_Excerpt to read_
# # # #
4. Geosphere, Hydrosphere, Atmosphere as Complex, Network Systems

Donges, Jonathan, et al. The Backbone of the Climate Network. EPL Europhysics Letters. 87/48007, 2009. A contribution from the Potsdam Institute for Climate Research and Humboldt University toward a better understanding of global weather patterns if appreciated as dynamic nonlinear system. Network science can then reveal as not possible earlier phenomena such as a global temperature field, oceanic surface circulation, El Nino and La Nina effects and so on. Compare then, e.g., with the “earthquake network” studies of Abe & Suzuki herein for examples of nature’s universal repetition from soil to sky.

In the last decade, the complex network paradigm has proven to be a fruitful tool for the investigation of complex systems in various areas of science, e.g., the internet and world wide web in computer science, food webs, gene expression and neural networks in biology, and citation networks in social science. (48007) The methodology developed in this letter has the potential to be universally applicable to extract the energy, matter or information flow structure in any spatially extended dynamical system from observations taken from the real world, experiments and simulations. (48007-2)
# # # #
_Recorded data_
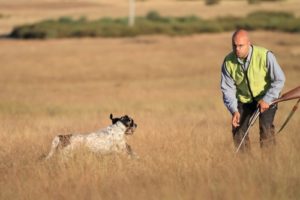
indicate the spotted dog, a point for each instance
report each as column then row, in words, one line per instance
column 108, row 140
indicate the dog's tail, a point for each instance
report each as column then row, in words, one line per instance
column 54, row 146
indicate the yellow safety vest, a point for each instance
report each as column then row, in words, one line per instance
column 253, row 83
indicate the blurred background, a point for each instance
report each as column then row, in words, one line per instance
column 65, row 65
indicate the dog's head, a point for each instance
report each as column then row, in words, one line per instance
column 127, row 121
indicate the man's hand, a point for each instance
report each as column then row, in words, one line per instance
column 236, row 119
column 263, row 106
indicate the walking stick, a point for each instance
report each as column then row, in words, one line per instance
column 250, row 124
column 292, row 94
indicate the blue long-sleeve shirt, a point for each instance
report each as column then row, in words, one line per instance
column 228, row 86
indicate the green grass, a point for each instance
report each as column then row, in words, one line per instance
column 154, row 23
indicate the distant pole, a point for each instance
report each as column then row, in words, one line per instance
column 131, row 12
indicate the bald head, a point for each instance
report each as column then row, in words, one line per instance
column 241, row 43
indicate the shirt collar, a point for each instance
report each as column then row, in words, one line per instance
column 248, row 57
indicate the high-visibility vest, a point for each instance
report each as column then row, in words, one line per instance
column 253, row 83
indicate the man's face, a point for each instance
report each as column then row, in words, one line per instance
column 240, row 46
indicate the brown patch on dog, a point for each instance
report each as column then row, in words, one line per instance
column 64, row 140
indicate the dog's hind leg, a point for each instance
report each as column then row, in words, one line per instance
column 54, row 146
column 130, row 152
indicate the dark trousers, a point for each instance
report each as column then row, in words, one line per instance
column 266, row 126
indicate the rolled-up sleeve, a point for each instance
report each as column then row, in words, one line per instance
column 277, row 79
column 228, row 89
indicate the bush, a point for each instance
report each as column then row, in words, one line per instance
column 212, row 2
column 153, row 23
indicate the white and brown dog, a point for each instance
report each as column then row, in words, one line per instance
column 108, row 140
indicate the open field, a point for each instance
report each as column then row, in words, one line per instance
column 19, row 12
column 170, row 86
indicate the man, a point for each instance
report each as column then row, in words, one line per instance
column 251, row 78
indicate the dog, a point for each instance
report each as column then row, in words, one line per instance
column 104, row 141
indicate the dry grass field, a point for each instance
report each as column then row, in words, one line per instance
column 170, row 86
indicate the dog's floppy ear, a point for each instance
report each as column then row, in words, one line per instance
column 113, row 120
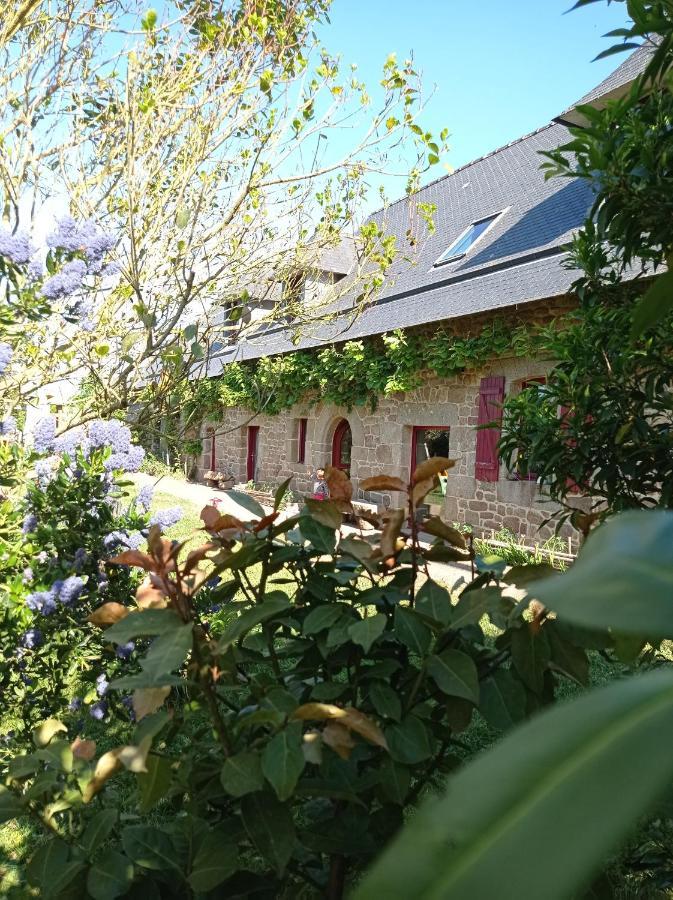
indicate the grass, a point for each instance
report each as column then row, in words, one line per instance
column 189, row 527
column 17, row 840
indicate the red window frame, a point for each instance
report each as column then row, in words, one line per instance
column 414, row 431
column 301, row 440
column 251, row 461
column 490, row 399
column 339, row 433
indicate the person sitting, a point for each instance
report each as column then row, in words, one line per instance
column 320, row 488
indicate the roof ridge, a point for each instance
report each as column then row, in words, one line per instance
column 467, row 165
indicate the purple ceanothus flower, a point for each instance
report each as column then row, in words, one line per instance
column 31, row 639
column 83, row 237
column 44, row 433
column 5, row 355
column 113, row 540
column 7, row 426
column 98, row 710
column 15, row 247
column 66, row 236
column 35, row 268
column 45, row 470
column 29, row 523
column 71, row 441
column 43, row 602
column 123, row 651
column 80, row 559
column 134, row 540
column 65, row 282
column 144, row 498
column 71, row 589
column 125, row 462
column 165, row 518
column 102, row 685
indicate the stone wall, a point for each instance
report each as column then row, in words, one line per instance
column 382, row 440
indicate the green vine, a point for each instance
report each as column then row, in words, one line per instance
column 358, row 373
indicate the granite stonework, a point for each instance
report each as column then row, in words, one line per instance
column 382, row 442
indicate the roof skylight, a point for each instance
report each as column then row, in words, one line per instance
column 467, row 239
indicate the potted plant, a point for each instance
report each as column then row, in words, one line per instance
column 226, row 479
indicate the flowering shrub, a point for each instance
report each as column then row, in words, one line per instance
column 300, row 691
column 71, row 517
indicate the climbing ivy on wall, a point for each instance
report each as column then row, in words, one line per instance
column 358, row 373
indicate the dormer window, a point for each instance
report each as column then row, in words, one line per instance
column 467, row 239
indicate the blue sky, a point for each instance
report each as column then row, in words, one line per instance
column 501, row 67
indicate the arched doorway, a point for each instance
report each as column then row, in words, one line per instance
column 342, row 445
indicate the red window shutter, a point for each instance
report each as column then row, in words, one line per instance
column 491, row 396
column 301, row 441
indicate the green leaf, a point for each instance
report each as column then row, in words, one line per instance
column 242, row 774
column 409, row 741
column 147, row 623
column 149, row 847
column 547, row 804
column 110, row 876
column 395, row 781
column 283, row 760
column 166, row 653
column 455, row 674
column 154, row 784
column 366, row 631
column 412, row 631
column 215, row 861
column 321, row 537
column 530, row 655
column 10, row 805
column 326, row 512
column 274, row 603
column 475, row 604
column 568, row 658
column 269, row 825
column 502, row 700
column 50, row 868
column 45, row 731
column 279, row 700
column 434, row 601
column 247, row 502
column 24, row 765
column 98, row 830
column 322, row 617
column 622, row 579
column 385, row 701
column 58, row 754
column 281, row 490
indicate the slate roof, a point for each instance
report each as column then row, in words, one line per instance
column 517, row 261
column 339, row 259
column 615, row 85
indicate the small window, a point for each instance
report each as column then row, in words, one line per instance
column 521, row 472
column 301, row 440
column 467, row 239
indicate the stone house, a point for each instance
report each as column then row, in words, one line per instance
column 497, row 252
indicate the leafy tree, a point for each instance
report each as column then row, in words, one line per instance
column 603, row 423
column 300, row 691
column 200, row 141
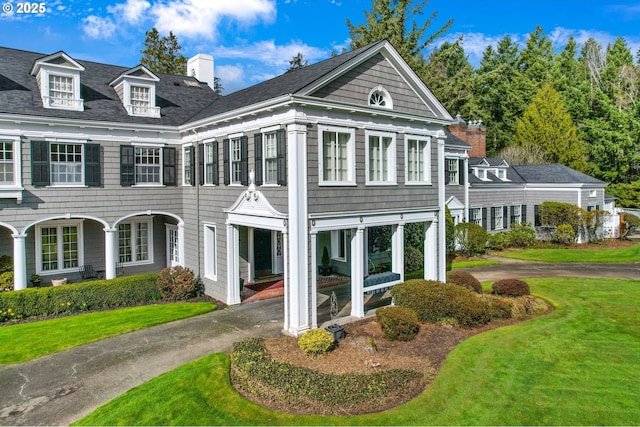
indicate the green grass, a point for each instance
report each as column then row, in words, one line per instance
column 26, row 341
column 578, row 365
column 605, row 255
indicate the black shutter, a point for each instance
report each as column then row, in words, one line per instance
column 214, row 166
column 281, row 139
column 257, row 141
column 92, row 165
column 201, row 168
column 169, row 166
column 484, row 218
column 40, row 176
column 446, row 171
column 127, row 165
column 505, row 217
column 225, row 164
column 244, row 160
column 493, row 222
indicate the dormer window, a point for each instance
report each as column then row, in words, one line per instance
column 137, row 91
column 379, row 97
column 58, row 76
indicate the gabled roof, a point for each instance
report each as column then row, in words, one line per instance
column 180, row 97
column 554, row 174
column 304, row 81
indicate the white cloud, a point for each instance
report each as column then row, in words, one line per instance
column 97, row 27
column 132, row 11
column 201, row 18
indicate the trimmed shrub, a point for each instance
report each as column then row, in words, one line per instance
column 398, row 323
column 511, row 288
column 434, row 301
column 256, row 372
column 565, row 234
column 178, row 284
column 316, row 341
column 470, row 238
column 413, row 259
column 118, row 292
column 464, row 279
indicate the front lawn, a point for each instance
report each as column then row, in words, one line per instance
column 26, row 341
column 570, row 254
column 578, row 365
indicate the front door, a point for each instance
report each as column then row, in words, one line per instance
column 262, row 252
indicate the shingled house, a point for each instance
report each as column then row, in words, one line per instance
column 128, row 170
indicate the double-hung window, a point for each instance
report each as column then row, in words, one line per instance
column 381, row 159
column 6, row 163
column 65, row 163
column 451, row 171
column 58, row 247
column 337, row 155
column 496, row 218
column 61, row 92
column 135, row 244
column 147, row 165
column 418, row 161
column 475, row 216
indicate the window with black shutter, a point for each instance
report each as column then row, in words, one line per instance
column 92, row 170
column 281, row 138
column 40, row 175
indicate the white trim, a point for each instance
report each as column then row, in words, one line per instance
column 351, row 155
column 210, row 231
column 58, row 224
column 426, row 160
column 392, row 173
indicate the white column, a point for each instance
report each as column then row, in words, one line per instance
column 298, row 300
column 314, row 279
column 251, row 247
column 110, row 251
column 441, row 248
column 398, row 250
column 287, row 285
column 19, row 262
column 431, row 251
column 181, row 245
column 357, row 273
column 233, row 265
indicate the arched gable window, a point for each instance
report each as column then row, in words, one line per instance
column 379, row 97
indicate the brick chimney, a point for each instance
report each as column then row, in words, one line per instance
column 201, row 67
column 474, row 134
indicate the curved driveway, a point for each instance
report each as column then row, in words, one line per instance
column 63, row 387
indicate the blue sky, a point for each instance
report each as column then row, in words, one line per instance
column 253, row 40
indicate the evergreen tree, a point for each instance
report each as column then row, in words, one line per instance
column 547, row 125
column 297, row 62
column 450, row 77
column 395, row 20
column 162, row 54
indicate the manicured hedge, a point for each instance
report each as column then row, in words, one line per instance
column 435, row 301
column 119, row 292
column 256, row 372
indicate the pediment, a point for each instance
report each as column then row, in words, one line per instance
column 254, row 203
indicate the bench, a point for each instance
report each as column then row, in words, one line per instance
column 380, row 282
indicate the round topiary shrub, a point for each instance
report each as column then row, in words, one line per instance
column 464, row 279
column 398, row 323
column 316, row 341
column 434, row 301
column 177, row 284
column 511, row 288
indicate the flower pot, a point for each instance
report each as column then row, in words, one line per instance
column 59, row 281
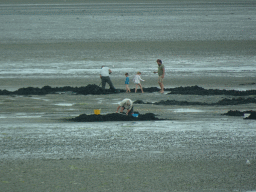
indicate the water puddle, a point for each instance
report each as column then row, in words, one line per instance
column 65, row 104
column 182, row 110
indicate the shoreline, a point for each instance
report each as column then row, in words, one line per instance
column 212, row 82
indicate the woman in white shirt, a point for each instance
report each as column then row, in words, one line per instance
column 137, row 80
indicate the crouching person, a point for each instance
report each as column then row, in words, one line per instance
column 125, row 104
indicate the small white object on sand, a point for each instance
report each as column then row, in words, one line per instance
column 248, row 162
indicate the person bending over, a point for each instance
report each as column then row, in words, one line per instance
column 125, row 104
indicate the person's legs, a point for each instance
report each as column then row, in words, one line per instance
column 161, row 84
column 131, row 111
column 141, row 88
column 127, row 88
column 136, row 87
column 103, row 83
column 110, row 83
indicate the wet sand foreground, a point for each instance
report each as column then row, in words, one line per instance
column 198, row 149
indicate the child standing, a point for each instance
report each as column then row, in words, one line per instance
column 137, row 80
column 127, row 83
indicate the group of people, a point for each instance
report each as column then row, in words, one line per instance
column 127, row 103
column 105, row 72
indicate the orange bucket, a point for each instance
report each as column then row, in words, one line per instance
column 96, row 111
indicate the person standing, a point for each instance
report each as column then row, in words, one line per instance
column 104, row 75
column 161, row 73
column 125, row 104
column 127, row 79
column 137, row 80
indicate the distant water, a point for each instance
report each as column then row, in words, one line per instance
column 105, row 31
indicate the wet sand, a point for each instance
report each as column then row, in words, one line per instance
column 205, row 152
column 221, row 167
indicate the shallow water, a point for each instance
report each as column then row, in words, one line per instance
column 43, row 40
column 205, row 139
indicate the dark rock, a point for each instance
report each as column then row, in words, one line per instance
column 252, row 116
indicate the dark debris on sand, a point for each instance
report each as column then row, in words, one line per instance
column 241, row 113
column 89, row 89
column 114, row 117
column 196, row 90
column 233, row 101
column 96, row 90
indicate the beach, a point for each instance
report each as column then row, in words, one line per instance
column 192, row 147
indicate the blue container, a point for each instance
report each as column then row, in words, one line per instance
column 135, row 115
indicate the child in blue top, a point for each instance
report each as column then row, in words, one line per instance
column 127, row 83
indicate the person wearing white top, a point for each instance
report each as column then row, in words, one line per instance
column 125, row 104
column 104, row 75
column 137, row 80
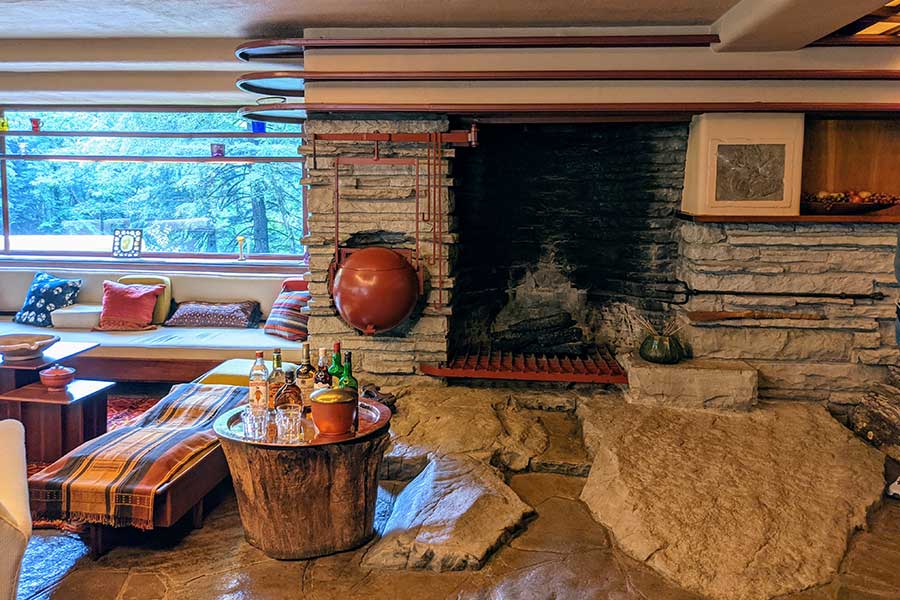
# # # #
Write the next part of the excerpt on the geosphere, hydrosphere and atmosphere as complex network systems, beginning after its final quoted sentence.

Fagherazzi, Sergio. Self-organization of Tidal Deltas. Proceedings of the National Academy of Sciences. 105/18692, 2008. A Boston University earth scientist studies the Ganges river delta in India, and Kikori delta in the Gulf of Papua to find that they adopt a spatially scale-free scale indicative of critical behavior.

Tidal deltas are characterized by a dendritic network of distributaries that transport water and sediments to the ocean. Here, I show that the distributaries self-organize to uniformly redistribute the tidal prism across the entire delta system. The 2 opposite mechanisms of channel formation by avulsion and channel abandonment drive the entire delta toward a critical state at which every channel is close to the silting threshold. Under these conditions the delta reaches self-organized criticality, with changes of its planimetric channel distribution occurring across several spatial scales. (18692)

Fallah, Bijan, et al. Emergence of Global Scaling Behaviour in the Coupled Earth-Atmosphere Interaction. Nature Scientific Reports. 6/34005, 2016. Fallah, and Sahar Sodoudi, Free University of Berlin, with Abbas Ali Saberi, University of Tehran, who might be cast as systems meteorologists or climatologists, find the universal self-similar geometries to be equally present in world and regional weather phenomena.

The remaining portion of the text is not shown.